Each line from the one containing "Practice. Point out each instance of the strawberry" to the end of the records should be copied exactly, and no other line.

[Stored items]
■ ■ ■ ■

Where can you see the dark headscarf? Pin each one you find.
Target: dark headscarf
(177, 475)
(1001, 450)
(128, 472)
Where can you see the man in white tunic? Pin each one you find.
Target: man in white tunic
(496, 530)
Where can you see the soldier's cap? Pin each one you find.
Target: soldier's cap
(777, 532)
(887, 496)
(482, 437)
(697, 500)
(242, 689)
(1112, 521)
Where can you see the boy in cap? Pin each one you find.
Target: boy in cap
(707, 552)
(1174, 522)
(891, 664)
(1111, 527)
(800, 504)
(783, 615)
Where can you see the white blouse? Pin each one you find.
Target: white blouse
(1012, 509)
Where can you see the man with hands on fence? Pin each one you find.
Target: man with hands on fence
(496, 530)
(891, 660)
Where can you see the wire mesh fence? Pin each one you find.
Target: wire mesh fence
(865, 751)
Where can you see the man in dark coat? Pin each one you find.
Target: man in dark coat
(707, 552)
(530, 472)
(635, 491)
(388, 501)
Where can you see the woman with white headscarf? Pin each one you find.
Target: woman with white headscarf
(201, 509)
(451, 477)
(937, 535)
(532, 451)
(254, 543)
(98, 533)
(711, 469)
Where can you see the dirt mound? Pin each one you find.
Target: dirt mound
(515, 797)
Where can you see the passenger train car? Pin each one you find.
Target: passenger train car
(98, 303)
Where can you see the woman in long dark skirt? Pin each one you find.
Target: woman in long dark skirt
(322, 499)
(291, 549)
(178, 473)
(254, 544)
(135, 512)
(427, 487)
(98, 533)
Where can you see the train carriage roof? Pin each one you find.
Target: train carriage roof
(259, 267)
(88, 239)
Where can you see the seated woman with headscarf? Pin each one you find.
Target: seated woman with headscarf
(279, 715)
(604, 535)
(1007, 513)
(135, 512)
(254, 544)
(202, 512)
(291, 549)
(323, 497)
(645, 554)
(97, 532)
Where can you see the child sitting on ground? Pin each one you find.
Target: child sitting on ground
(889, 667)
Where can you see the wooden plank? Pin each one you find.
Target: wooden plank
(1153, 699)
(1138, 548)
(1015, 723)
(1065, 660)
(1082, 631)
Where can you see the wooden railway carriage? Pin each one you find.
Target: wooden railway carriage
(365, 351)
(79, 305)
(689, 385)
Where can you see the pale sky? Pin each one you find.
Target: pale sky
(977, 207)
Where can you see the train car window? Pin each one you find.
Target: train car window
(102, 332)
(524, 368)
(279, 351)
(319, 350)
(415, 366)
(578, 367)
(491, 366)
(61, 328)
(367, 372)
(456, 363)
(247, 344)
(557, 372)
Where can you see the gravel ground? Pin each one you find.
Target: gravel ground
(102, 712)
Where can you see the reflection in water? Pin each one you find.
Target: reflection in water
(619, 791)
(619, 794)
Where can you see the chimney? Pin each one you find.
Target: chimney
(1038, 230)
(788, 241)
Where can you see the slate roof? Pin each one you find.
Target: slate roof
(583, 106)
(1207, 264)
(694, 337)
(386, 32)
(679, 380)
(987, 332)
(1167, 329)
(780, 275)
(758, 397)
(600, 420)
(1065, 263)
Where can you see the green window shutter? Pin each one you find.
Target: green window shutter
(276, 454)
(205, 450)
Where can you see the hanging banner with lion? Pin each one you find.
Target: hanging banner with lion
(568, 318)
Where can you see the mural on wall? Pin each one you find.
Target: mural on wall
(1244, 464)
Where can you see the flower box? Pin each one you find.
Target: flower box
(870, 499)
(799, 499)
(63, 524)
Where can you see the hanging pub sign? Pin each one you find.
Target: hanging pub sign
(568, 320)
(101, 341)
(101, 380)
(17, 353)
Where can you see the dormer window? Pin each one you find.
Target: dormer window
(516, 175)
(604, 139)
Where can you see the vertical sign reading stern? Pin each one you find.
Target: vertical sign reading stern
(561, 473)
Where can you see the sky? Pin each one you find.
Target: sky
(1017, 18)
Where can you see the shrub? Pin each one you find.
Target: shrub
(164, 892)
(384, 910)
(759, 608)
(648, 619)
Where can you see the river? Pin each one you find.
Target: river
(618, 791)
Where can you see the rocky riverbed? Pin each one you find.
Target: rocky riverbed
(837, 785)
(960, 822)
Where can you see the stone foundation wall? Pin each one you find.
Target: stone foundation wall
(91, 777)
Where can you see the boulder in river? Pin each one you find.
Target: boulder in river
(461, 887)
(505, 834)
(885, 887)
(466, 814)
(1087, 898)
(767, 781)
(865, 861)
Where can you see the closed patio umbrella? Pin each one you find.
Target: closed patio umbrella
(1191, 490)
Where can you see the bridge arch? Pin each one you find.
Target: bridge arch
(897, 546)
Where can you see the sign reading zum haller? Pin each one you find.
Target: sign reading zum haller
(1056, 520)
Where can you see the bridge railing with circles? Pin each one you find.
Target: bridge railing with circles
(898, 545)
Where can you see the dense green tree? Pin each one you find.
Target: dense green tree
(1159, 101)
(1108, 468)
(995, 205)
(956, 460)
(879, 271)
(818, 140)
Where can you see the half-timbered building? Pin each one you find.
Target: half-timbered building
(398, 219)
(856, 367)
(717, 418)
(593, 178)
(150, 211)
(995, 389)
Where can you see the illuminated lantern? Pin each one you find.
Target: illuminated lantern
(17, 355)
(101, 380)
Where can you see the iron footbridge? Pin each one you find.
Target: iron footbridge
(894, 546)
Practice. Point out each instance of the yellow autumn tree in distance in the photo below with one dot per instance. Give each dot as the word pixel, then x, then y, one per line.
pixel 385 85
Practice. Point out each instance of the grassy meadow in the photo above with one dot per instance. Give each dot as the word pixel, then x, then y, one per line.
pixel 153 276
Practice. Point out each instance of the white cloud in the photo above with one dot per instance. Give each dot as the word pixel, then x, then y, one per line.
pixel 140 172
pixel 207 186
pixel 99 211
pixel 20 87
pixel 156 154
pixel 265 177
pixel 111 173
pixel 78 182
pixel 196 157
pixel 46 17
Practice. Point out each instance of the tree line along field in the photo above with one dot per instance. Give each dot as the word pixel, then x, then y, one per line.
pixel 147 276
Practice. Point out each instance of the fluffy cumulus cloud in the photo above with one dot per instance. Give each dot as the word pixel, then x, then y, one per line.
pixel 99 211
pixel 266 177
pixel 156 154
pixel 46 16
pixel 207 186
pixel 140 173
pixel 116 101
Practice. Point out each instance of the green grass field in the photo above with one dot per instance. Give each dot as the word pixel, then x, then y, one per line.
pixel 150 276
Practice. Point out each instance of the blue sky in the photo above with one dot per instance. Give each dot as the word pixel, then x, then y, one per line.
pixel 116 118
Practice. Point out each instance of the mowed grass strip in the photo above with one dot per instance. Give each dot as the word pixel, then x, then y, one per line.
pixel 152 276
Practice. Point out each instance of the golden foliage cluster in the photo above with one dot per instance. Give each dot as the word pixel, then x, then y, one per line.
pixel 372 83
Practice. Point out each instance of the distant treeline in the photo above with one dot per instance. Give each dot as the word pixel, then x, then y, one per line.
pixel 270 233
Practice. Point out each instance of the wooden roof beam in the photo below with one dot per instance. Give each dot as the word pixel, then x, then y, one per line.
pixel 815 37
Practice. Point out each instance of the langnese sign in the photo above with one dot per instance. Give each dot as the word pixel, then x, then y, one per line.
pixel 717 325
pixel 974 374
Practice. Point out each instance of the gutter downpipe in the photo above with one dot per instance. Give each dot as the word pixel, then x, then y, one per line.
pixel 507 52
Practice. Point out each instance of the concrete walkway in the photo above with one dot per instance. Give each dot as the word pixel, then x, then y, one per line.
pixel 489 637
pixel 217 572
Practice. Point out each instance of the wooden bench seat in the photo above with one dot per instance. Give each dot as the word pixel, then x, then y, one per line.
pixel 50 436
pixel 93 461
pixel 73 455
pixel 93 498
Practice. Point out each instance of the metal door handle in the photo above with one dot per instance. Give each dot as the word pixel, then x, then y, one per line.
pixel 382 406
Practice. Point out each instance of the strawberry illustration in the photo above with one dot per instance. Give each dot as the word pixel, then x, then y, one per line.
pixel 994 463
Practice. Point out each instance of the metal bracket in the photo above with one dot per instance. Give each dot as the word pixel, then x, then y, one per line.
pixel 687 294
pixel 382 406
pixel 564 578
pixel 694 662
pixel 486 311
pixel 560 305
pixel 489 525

■ ■ ■ ■

• _EXPECTED ANSWER_
Practice. Point out each instance of the strawberry illustration in the photo above with one dot per instance. Give each dot as the word pixel, then x, then y, one per line.
pixel 994 463
Practice. Point out each instance of the metal bracket in the photo above with one dot per instance. Give each dot as the word pixel, then x, then y, one per line.
pixel 687 294
pixel 382 406
pixel 564 578
pixel 694 662
pixel 486 311
pixel 560 305
pixel 489 525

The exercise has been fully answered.